(Object point labels)
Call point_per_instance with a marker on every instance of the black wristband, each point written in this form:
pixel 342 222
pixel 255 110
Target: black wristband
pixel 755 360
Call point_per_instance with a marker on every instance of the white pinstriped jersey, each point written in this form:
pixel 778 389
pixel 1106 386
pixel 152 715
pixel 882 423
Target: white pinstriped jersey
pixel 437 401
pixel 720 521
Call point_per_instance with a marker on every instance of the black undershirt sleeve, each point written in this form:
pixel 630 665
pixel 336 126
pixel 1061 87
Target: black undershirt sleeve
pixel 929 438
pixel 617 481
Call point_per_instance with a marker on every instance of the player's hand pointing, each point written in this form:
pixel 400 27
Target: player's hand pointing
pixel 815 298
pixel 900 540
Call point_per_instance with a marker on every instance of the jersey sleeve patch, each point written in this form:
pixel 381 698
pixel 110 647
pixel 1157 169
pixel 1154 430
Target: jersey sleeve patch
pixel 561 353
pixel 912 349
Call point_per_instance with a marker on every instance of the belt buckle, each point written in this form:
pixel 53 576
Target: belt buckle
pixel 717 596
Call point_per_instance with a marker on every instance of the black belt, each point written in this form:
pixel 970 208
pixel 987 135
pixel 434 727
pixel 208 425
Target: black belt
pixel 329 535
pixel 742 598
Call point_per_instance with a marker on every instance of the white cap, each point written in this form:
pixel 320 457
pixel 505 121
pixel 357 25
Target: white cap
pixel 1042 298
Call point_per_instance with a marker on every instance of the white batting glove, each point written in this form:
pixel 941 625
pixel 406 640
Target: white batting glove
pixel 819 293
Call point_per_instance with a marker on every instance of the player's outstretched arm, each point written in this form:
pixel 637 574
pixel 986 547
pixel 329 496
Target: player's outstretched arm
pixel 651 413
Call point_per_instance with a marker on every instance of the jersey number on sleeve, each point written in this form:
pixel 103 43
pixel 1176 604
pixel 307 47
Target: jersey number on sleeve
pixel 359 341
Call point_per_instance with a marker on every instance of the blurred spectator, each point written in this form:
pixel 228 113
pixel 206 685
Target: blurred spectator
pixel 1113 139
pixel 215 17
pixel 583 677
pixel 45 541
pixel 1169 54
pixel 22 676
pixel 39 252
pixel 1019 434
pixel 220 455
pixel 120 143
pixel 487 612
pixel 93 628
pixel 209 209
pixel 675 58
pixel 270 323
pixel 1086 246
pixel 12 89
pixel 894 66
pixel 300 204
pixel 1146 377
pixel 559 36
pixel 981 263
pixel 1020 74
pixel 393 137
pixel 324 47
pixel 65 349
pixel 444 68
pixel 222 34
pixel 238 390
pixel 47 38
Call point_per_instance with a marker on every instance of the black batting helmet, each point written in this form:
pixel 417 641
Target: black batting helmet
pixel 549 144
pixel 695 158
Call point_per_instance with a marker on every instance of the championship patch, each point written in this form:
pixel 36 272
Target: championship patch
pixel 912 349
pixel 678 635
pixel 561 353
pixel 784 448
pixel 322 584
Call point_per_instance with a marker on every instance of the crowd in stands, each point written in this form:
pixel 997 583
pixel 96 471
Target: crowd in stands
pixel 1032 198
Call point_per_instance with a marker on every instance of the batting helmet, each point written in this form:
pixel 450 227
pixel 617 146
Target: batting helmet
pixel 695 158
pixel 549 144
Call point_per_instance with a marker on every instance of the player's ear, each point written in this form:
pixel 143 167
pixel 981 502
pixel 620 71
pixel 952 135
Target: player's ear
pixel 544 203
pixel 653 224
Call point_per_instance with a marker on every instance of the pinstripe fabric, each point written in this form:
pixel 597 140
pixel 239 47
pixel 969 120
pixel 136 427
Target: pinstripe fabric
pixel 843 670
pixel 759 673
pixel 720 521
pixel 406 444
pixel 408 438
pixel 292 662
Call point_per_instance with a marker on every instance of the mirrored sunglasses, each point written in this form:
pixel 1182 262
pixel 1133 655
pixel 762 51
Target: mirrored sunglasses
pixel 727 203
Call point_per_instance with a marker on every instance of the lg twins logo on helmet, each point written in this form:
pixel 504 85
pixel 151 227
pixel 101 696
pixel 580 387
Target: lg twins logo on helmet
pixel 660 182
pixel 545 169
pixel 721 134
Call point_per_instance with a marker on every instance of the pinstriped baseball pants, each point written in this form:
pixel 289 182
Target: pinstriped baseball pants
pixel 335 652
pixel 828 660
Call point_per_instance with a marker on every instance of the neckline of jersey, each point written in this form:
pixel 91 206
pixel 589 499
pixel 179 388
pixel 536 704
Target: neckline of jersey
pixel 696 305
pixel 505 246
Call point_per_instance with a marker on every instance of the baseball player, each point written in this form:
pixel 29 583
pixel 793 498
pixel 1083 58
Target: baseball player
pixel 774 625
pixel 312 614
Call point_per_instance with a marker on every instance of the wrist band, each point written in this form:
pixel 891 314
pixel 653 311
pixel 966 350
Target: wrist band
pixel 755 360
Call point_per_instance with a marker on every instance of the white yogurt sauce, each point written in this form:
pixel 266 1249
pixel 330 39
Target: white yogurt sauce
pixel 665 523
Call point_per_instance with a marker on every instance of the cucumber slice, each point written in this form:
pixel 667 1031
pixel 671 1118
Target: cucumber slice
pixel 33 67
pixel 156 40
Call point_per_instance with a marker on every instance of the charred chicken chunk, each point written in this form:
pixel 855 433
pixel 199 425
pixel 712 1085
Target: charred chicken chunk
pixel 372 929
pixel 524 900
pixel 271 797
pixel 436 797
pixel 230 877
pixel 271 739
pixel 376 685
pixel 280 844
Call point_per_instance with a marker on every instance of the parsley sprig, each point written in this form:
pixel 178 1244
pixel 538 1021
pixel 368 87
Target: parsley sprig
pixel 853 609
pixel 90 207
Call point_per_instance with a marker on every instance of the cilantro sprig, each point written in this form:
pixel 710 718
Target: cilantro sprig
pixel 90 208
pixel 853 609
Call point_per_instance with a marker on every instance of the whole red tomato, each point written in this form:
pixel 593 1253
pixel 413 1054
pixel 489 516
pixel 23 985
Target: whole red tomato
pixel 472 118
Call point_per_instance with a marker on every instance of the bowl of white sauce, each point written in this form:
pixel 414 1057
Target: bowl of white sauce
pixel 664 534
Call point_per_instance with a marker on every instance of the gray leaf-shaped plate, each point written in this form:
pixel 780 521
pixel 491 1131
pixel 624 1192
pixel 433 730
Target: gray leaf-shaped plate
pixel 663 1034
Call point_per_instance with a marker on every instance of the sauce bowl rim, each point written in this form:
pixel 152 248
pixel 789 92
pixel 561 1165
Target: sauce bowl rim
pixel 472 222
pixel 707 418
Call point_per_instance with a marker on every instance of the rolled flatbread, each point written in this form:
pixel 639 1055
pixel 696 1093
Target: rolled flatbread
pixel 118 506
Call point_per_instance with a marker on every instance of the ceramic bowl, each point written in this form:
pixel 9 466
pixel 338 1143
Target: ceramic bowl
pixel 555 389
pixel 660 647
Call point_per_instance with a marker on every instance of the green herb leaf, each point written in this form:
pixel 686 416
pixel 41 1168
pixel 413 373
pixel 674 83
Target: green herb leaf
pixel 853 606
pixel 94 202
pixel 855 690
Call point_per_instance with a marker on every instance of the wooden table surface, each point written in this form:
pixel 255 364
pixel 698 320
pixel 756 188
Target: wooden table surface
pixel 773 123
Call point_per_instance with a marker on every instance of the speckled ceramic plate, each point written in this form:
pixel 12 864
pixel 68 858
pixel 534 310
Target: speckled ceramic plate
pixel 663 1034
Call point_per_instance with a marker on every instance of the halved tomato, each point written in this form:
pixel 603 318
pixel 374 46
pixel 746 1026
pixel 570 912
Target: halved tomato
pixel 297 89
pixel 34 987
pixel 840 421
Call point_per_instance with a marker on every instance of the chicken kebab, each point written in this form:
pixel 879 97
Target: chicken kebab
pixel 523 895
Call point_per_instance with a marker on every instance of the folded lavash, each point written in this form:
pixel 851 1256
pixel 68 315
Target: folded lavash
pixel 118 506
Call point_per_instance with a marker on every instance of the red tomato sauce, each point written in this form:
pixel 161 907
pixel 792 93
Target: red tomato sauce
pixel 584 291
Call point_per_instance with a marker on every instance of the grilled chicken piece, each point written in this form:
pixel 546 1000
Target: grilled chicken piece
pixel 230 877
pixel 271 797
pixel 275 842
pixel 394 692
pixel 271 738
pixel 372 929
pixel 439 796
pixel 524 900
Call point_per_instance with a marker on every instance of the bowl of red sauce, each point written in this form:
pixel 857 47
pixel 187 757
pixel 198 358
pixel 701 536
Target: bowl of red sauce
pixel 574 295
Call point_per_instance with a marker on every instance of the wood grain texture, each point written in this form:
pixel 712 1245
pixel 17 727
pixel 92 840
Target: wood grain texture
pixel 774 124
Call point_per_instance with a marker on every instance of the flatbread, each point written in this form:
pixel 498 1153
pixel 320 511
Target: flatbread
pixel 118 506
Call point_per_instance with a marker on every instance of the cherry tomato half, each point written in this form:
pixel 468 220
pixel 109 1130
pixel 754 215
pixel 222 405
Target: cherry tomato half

▶ **STATED GOAL**: Copy the lines of the records above word for word, beginning at the line that contains "black belt, each" and stopping after the line that contains "pixel 742 598".

▶ **THE RESULT**:
Call point_per_instance with a marker on every instance of the black belt, each point written in this form:
pixel 970 208
pixel 987 135
pixel 434 727
pixel 208 425
Target: black belt
pixel 329 535
pixel 742 598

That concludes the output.